Writing a DSL with Python - jgalvez
http://blog.fmeyer.org/entry/writing_a_domain_specific_language_dsl_with_python
======
ramanujan
I would recommend pyparsing for this. There was an excellent article on it in
Python Magazine a few months ago.

Some links:

1\. O'Reilly mini-book on pyparsing (probably best single ref)
<http://oreilly.com/catalog/9780596514235/>

2\. Quick example of pyparsing <http://eikke.com/pyparsing-introduction-bnf-
to-code/>

3\. Main pyparsing page (i know it's _not_ very aesthetically pleasing. The
code is much better, I promise) <http://pyparsing.wikispaces.com/>

4\. Links to more on pyparsing here
<http://pyparsing.wikispaces.com/Publications>

Python Magazine is excellent, by the way. Definitely worth the purchase price
as they include a zip file with code. (Mandatory disclaimer: I have no stake
in it at all. Just found it very useful, that's all).

_SET PROBLEM A_: Print the part of the forum thread on pyparsing that opens with the words containing "<http://oreilly.com/catalog/9780596514235/>" and closes with "useful, that's all).", copying it word for word.

_RECORDED INFORMATION_:
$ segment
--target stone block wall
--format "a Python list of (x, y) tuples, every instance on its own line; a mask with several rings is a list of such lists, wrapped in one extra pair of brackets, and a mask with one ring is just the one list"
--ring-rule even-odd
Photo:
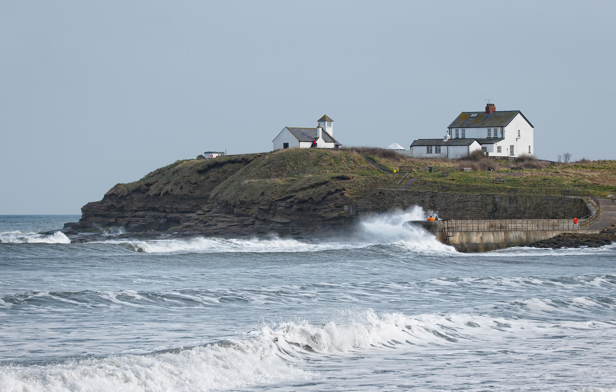
[(443, 219), (572, 219), (590, 213), (583, 199), (567, 196), (476, 195), (379, 189), (363, 201), (376, 211), (418, 205)]

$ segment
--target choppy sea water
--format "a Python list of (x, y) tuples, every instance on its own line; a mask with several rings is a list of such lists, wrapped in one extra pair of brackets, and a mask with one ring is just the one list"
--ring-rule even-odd
[(70, 243), (0, 217), (1, 391), (616, 391), (616, 246), (351, 238)]

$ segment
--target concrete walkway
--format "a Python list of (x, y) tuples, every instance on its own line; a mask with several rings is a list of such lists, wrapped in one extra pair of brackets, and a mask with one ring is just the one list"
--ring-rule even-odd
[(616, 223), (616, 202), (610, 198), (600, 198), (601, 210), (594, 222), (584, 227), (586, 230), (602, 230)]

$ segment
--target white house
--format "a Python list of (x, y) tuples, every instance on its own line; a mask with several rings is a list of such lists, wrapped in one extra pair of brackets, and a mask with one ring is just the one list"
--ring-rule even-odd
[(334, 120), (326, 115), (318, 119), (315, 128), (294, 128), (285, 126), (272, 141), (274, 149), (308, 149), (317, 142), (321, 149), (338, 149), (342, 145), (334, 139)]
[(485, 112), (461, 113), (443, 139), (420, 139), (411, 145), (416, 157), (460, 158), (479, 149), (490, 157), (534, 153), (534, 127), (519, 110), (496, 112), (488, 104)]

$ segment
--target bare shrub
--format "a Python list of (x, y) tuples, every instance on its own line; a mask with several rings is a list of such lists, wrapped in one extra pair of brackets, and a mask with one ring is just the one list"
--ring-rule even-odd
[(532, 154), (522, 154), (516, 158), (516, 165), (525, 169), (545, 169), (548, 167), (547, 163), (538, 161)]
[(471, 153), (468, 154), (464, 159), (468, 159), (469, 161), (473, 161), (474, 162), (477, 162), (479, 161), (482, 161), (486, 159), (487, 157), (485, 155), (485, 153), (482, 150), (475, 150)]

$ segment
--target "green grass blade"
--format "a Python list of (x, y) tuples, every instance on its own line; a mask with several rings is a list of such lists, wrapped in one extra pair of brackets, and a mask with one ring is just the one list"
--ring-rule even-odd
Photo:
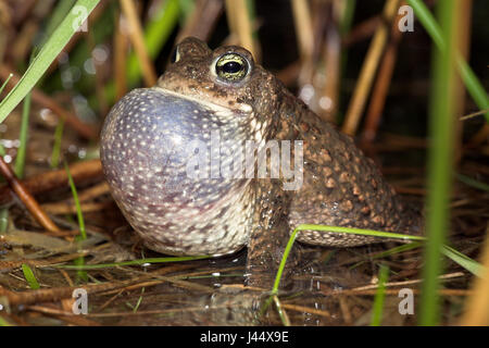
[(0, 95), (2, 94), (3, 89), (5, 88), (7, 84), (9, 83), (9, 80), (12, 78), (13, 74), (10, 73), (9, 77), (5, 79), (5, 82), (2, 84), (2, 86), (0, 87)]
[[(99, 0), (78, 0), (75, 7), (86, 9), (88, 15), (93, 8), (99, 3)], [(52, 61), (58, 57), (61, 50), (66, 46), (72, 36), (76, 33), (76, 23), (79, 21), (80, 14), (78, 12), (70, 12), (51, 35), (51, 37), (42, 46), (42, 49), (34, 59), (25, 74), (21, 77), (18, 83), (10, 91), (10, 94), (0, 103), (0, 122), (12, 112), (12, 110), (25, 98), (25, 96), (33, 89), (36, 83), (42, 77)]]
[(21, 145), (18, 147), (17, 156), (15, 158), (15, 175), (18, 178), (24, 177), (25, 157), (27, 151), (27, 137), (29, 129), (29, 115), (30, 115), (30, 94), (27, 94), (24, 99), (24, 105), (22, 108), (22, 121), (21, 121), (21, 134), (18, 140)]
[(58, 167), (60, 164), (61, 140), (63, 140), (64, 120), (59, 119), (54, 130), (54, 144), (51, 152), (51, 169)]
[(27, 281), (27, 284), (33, 290), (40, 288), (39, 283), (37, 282), (36, 276), (34, 275), (34, 272), (28, 266), (28, 264), (22, 264), (22, 272), (24, 273), (24, 277)]
[(375, 294), (374, 308), (372, 309), (371, 326), (380, 326), (383, 322), (384, 299), (386, 297), (386, 283), (389, 277), (389, 268), (380, 265), (378, 271), (378, 287)]
[[(406, 0), (406, 2), (413, 8), (414, 13), (416, 14), (426, 32), (431, 37), (437, 48), (440, 51), (444, 50), (447, 40), (443, 37), (440, 26), (438, 25), (437, 21), (435, 20), (426, 4), (422, 0)], [(455, 58), (459, 73), (462, 76), (468, 94), (480, 110), (488, 109), (489, 97), (482, 84), (459, 52), (455, 53)], [(486, 120), (489, 122), (489, 112), (486, 113)]]
[[(84, 214), (82, 212), (82, 207), (79, 204), (78, 194), (76, 191), (75, 183), (73, 182), (72, 173), (70, 173), (70, 167), (66, 163), (64, 163), (64, 169), (66, 171), (70, 187), (72, 188), (72, 195), (73, 200), (75, 201), (76, 207), (76, 216), (78, 217), (78, 228), (79, 228), (79, 235), (76, 236), (75, 240), (80, 241), (87, 239), (87, 232), (85, 231), (85, 220)], [(85, 258), (79, 257), (74, 260), (74, 263), (76, 266), (84, 266), (85, 265)], [(88, 281), (88, 274), (85, 271), (79, 270), (77, 272), (78, 279), (82, 279), (83, 282)]]
[(465, 176), (463, 174), (455, 174), (456, 178), (459, 181), (461, 181), (462, 183), (464, 183), (467, 186), (480, 189), (482, 191), (489, 192), (489, 185), (485, 184), (485, 183), (480, 183), (472, 177)]
[(441, 252), (474, 275), (481, 276), (485, 272), (485, 269), (480, 263), (449, 246), (443, 246)]
[(73, 200), (75, 201), (76, 216), (78, 217), (80, 239), (85, 240), (87, 239), (87, 232), (85, 231), (85, 220), (84, 214), (82, 212), (82, 207), (79, 204), (78, 194), (76, 191), (75, 183), (73, 182), (72, 173), (70, 173), (70, 167), (66, 163), (64, 163), (64, 169), (68, 177), (70, 187), (72, 188)]
[(424, 250), (419, 323), (438, 325), (440, 320), (439, 275), (443, 270), (441, 248), (449, 228), (449, 202), (452, 182), (454, 140), (454, 90), (456, 57), (456, 1), (437, 3), (444, 45), (434, 46), (432, 88), (429, 108), (431, 144), (428, 152), (427, 243)]

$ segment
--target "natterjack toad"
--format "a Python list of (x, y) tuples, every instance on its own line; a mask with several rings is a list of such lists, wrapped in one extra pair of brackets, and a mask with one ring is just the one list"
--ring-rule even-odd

_SET PROBLEM B_: Shift every coordinate in the answers by adding 91 to each number, and give the lines again with their requests, covering only the part of the listing that opens at its start and closes with the line containing "150), (475, 150)]", both ends included. Leave the pictures out of your answer.

_FULL RESPONSE A_:
<http://oreilly.com/catalog/9780596514235/>

2\. Quick example of pyparsing <http://eikke.com/pyparsing-introduction-bnf-
to-code/>

3\. Main pyparsing page (i know it's _not_ very aesthetically pleasing. The
code is much better, I promise) <http://pyparsing.wikispaces.com/>

4\. Links to more on pyparsing here
<http://pyparsing.wikispaces.com/Publications>

Python Magazine is excellent, by the way. Definitely worth the purchase price
as they include a zip file with code. (Mandatory disclaimer: I have no stake
in it at all. Just found it very useful, that's all).

_FULL RESPONSE B_:
$ segment
--target stone block wall
--format "a Python list of (x, y) tuples, every instance on its own line; a mask with several rings is a list of such lists, wrapped in one extra pair of brackets, and a mask with one ring is just the one list"
--ring-rule even-odd
Photo:
[(534, 310), (663, 310), (681, 304), (674, 290), (658, 287), (567, 286), (470, 280), (454, 292), (467, 302), (509, 296)]

$ segment
--target choppy sea water
--format "a Python list of (x, y) tuples, every instance on its own line; a mask with several rings is a list of such lists, wrapped in one extra pair of brackets, and a mask with one ring is just the one list"
--ring-rule even-odd
[(161, 334), (91, 308), (92, 482), (707, 482), (707, 337), (442, 329)]

$ segment
--target concrete walkway
--format "a Python list of (x, y) tuples, every instance on its own line; a mask with several rings is a list of such lists, wrapped in one extra pair of brackets, and a mask with one ring is just the one list"
--ring-rule even-odd
[(707, 314), (707, 293), (701, 289), (691, 289), (692, 301), (685, 313), (675, 318), (677, 321), (693, 321)]

$ segment
--target white house
--format "a Python list of (x, y) tuples, every instance on its own line; a mask with several rings is a list of such lists, wrapped in one extra pair of brackets, and a mask with one ring is just the one list"
--ring-rule even-odd
[(425, 211), (417, 206), (409, 210), (406, 219), (385, 219), (376, 217), (363, 232), (365, 240), (399, 240), (408, 233), (412, 240), (429, 240), (433, 236), (425, 230)]
[(576, 203), (552, 204), (534, 230), (511, 230), (502, 236), (507, 248), (551, 249), (570, 240), (581, 248), (625, 244), (625, 218), (610, 201), (587, 203), (579, 195)]

$ segment
--target bare shrub
--format "a Python list of (x, y) tuples, every instance on its own line; a mask with several rings is a list of such lists, wrapped in one extra pair of brackets, and a mask with one ring is just the one list"
--ring-rule even-odd
[(623, 245), (613, 245), (607, 249), (607, 256), (616, 260), (636, 260), (639, 258), (638, 254), (629, 252)]
[(562, 244), (559, 245), (555, 250), (559, 250), (560, 252), (564, 252), (565, 253), (568, 253), (570, 252), (573, 252), (577, 250), (578, 248), (576, 246), (576, 244), (573, 241), (566, 241)]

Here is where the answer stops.